■ Trecho para leitura ■
※ ※ ※
"Desde mi punto de vista –y esto puede ser algo profético y paradójico a la vez– Estados Unidos está mucho peor que América Latina. Porque Estados Unidos tiene una solución, pero en mi opinión, es una mala solución, tanto para ellos como para el mundo en general. En cambio, en América Latina no hay soluciones, sólo problemas; pero por más doloroso que sea, es mejor tener problemas que tener una mala solución para el futuro de la historia."

Ignácio Ellacuría


O que iremos fazer hoje, Cérebro?

domingo, 9 de setembro de 2007

Grito dos excluídos

Sexta-feira, 7:00hs da manhã estava na Catedral da Sé para para assistir a missa do Grito dos excluídos e a manifestação na seqüência. Então vamos às considerações:
1. Quando a missa começou e até a metade a Catedral estava praticamente vazia. Depois encheu, mas não lotou. Os Arautos do Evangelho colocam mais gente nos primeiros sábados do mês nos atos em desagravo a Nossa Senhora e ao Sagrado Coração de Jesus. Depois, da missa havia muito mais gente na manifestação. Comentarei depois.
2. Obviamente não esperava ver Arautos do Evangelho no local, mas havia poucos organizações religiosas identificáveis, a maioria franciscanos, inclusive a Toca de Assis. Não esperava ver ninguém da Toca de Assis já que são ligados ao movimento carismático, entretanto havia poucos se compararmos com a quantidade que circula pela região da Sé, mas estavam lá e participaram do famigerado plebiscito sobre a Vale.
3. A privatização da Companhia Vale do Rio Doce foi um erro, boa parte dos problemas que surgiram no Norte do país e descambaram para uma violência aberta decorrem desta privatização. Mas o erro já foi cometido. Os erros em geral só podem ser consertados levando-os adiante e não tentando retornar ao período anterior ao erro. Não se volta ao passado, estatizar a Vale não conserta os problemas gerados pela privatização, mas gera novos problemas. Há portanto objetivos mais importantes e mais exeqüíveis para se lutar no curto prazo há outros setores que poderiam ser estatizados ou desenvolvidos pelo Estado antes. Sinceramente, gostaria de conseguir entrar na cabeça daqueles que propuseram um plebiscito sobre a Vale para para entender de onde sai uma idéia estapafúrdia dessas, com base no que se pensa isso e especialmente se é sincero. Dizem que os sábios são os grandes incompreendidos, eu sinceramente tenho mais dificuldade para entender a ignorância.
4. Não havia nenhuma bandeira do PT. Mas o PT estava lá na linguagem da Pastoral Operária, no tratamento companheiro/companheira. A Igreja se equivoca nesse momento, se quer uma grande mobilização deveria mobilizar pela fé, não pela posição política e pela consciência política. O tratamento companheiro/companheira segrega e divide e desmobiliza os que poderiam ser motivados a participar pela fé. A Igreja progressista incorporou um erro geral da esquerda brasileira, não busca vínculo de fato com o povo, tenta é fazer o movimento inverso absorver o povo em valores e idéias que lhe são estranhas.
※ ※ ※
■ Dados registrados ■
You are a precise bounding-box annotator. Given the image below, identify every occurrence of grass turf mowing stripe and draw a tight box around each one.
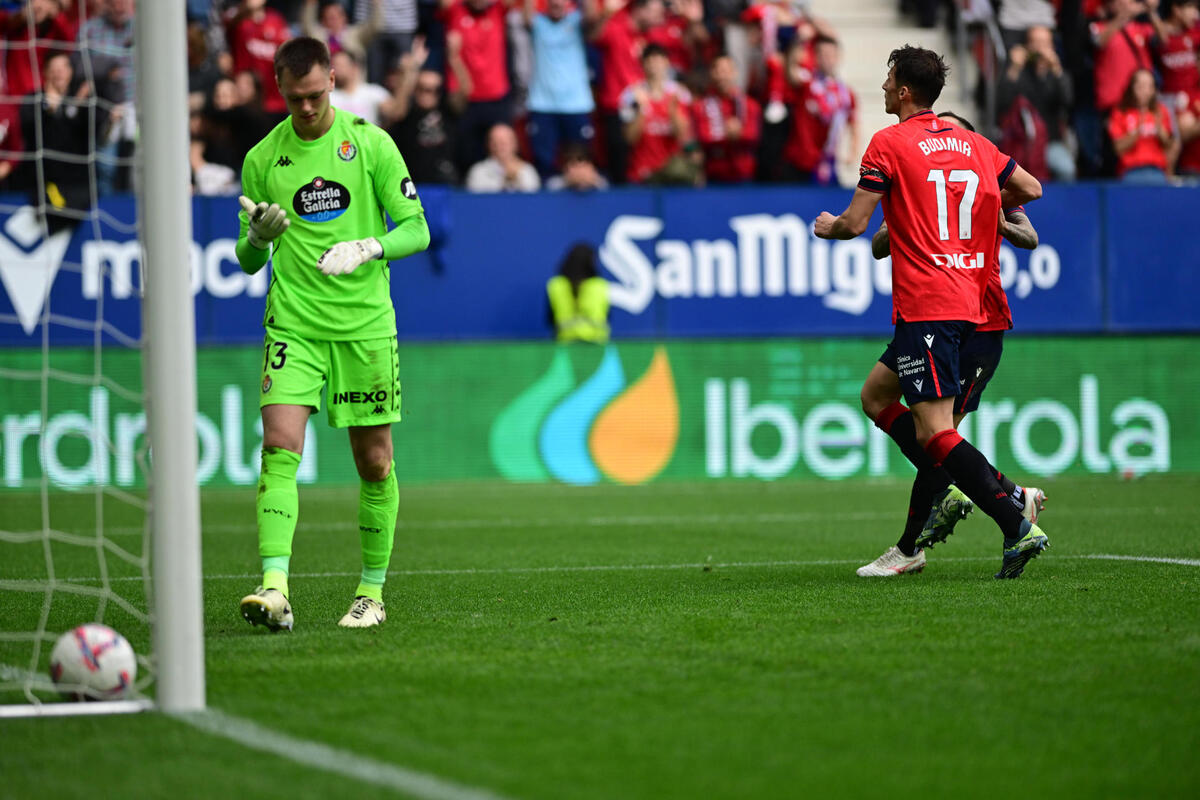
※ ※ ※
■ Objetivo do exercício ■
Indique se cada afirmação concorda com o texto sobre o Grito dos excluídos, respondendo sim ou não e citando entre aspas as palavras do texto que decidem a questão: 1. A Catedral já estava cheia quando a missa começou. 2. Não havia bandeiras do PT. 3. O texto afirma que estatizar a Vale resolveria os problemas causados pela privatização. A listagem não é necessária para resolver este exercício.

■ Resposta ■
1. Não: "Quando a missa começou e até a metade a Catedral estava praticamente vazia."
2. Sim: "Não havia nenhuma bandeira do PT."
3. Não: "estatizar a Vale não conserta os problemas gerados pela privatização, mas gera novos problemas."